[Saved data entries]
------------------------------------------------------------------------
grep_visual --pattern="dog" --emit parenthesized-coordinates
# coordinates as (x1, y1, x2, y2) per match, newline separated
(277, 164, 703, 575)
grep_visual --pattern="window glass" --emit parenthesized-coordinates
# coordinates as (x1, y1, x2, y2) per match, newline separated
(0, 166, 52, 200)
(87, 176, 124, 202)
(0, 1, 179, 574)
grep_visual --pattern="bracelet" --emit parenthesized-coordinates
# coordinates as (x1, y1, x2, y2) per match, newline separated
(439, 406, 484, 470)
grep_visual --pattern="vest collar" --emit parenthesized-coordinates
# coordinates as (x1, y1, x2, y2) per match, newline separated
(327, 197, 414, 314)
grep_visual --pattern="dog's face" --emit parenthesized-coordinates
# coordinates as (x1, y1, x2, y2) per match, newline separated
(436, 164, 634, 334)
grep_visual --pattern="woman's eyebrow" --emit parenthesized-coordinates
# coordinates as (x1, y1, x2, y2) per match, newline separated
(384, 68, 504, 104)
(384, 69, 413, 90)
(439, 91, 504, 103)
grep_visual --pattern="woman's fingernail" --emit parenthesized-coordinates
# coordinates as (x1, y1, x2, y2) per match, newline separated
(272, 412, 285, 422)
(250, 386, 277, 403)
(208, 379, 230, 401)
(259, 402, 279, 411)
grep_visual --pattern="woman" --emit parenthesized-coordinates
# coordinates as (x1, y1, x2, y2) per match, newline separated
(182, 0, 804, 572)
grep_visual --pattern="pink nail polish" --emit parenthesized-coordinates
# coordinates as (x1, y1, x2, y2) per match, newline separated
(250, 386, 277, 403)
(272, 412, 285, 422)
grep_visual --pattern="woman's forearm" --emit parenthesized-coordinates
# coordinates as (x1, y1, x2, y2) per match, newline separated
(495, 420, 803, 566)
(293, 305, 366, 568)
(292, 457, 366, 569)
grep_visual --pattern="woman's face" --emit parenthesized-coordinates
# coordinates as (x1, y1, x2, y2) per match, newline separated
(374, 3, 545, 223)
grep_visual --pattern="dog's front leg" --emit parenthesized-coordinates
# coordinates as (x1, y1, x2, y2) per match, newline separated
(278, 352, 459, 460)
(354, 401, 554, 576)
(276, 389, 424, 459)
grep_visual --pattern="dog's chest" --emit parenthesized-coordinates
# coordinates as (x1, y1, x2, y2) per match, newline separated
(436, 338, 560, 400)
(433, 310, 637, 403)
------------------------------------------------------------------------
• _Task details_: A single number is the whole answer: the tally of lines in the entries that hold "face".

• _Response area_: 2